Researchers are once again stumbled upon a new strain of the Facebook Ads accounts stealer Fake ChatGPT. The campaign has been targeting thousands of users and the variant comes in the form of an open-source product laden with malicious code, making it difficult to be detected.
The new strain named Chat GPT for Google, the malicious extension has been in distribution since March 14, via sponsored Google search results for ChatGPT 4. The FakeGPT extension was downloaded by more than 9,000 users.
It can steal Facebook session cookies and compromise accounts at go. The cookies are, subsequently, sent to the attackers’ server via a GET request. The cookie list is AES-encrypted and attached to the X-Cached-Key HTTP header value. This ensures that the cookies could be pilfered without any deep packet inspection mechanisms raising alarms.
This variant of FakeGPT is based on genuine code and performs only one malicious action. It filters Facebook-related cookies, encrypts them with AES, and sends them back to the attacker’s server.
The use of the workers.dev service is notable, which allowed attackers to hijack Facebook accounts using a ChatGPT Chrome extension.

» **Records provided**
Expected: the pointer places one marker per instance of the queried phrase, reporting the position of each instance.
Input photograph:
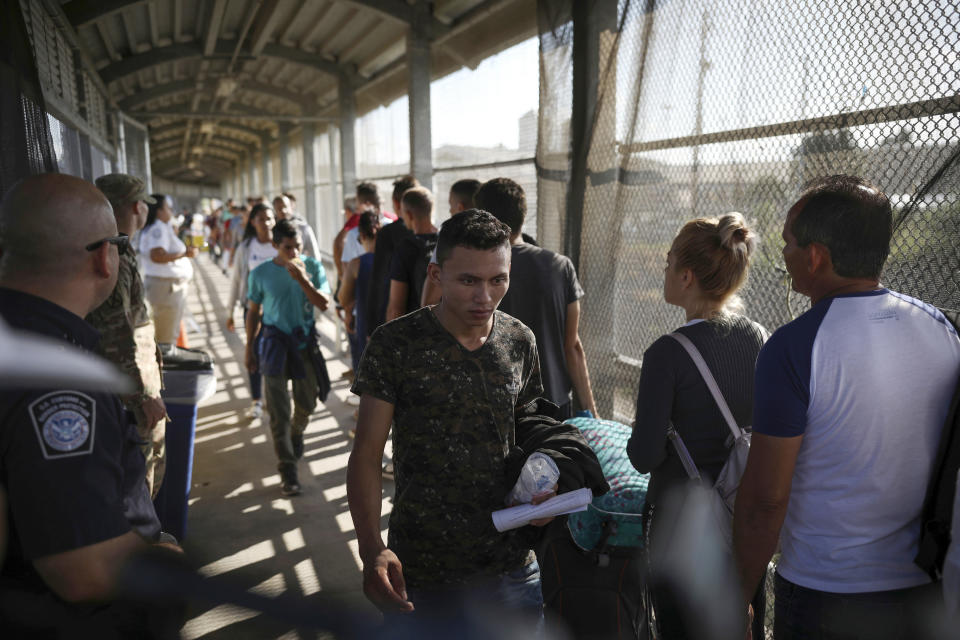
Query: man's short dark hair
(474, 229)
(464, 191)
(418, 201)
(367, 193)
(505, 199)
(401, 184)
(852, 218)
(284, 229)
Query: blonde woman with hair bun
(707, 265)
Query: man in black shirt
(545, 295)
(388, 239)
(408, 269)
(70, 461)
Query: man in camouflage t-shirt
(126, 332)
(450, 378)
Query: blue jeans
(801, 613)
(357, 345)
(464, 611)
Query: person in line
(283, 206)
(167, 269)
(451, 380)
(408, 269)
(234, 232)
(356, 282)
(851, 399)
(254, 249)
(461, 196)
(351, 216)
(286, 289)
(706, 266)
(368, 199)
(388, 240)
(126, 334)
(544, 295)
(69, 460)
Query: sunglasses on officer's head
(121, 240)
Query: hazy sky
(469, 107)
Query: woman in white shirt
(166, 269)
(254, 249)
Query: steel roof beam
(227, 126)
(215, 21)
(254, 115)
(181, 86)
(400, 11)
(83, 12)
(222, 49)
(266, 24)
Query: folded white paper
(513, 517)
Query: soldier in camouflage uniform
(451, 378)
(127, 337)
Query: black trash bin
(188, 378)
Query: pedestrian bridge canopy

» **Required action**
Pick up the news report above about the fake ChatGPT extension that steals Facebook cookies, and write on from its final sentence.

» **Task response**
Aftereffects
- Threat actors can use the compromised profiles as a bot for promoting services or create pages and ad accounts, exploiting their identity.
- With the Facebook session overtaken, the profile will be controlled by the attacker, with no way for the victims to regain control.
- The attacker can change the profile name and picture, harvest private data, and use the profile for further malicious actions.
ChatGPT’s popularity is being increasingly exploited. To thwart attacks and protect data privacy, home internet users too are recommended using security protection and detection services. These services can overcome the significant security gaps that affect users en masse.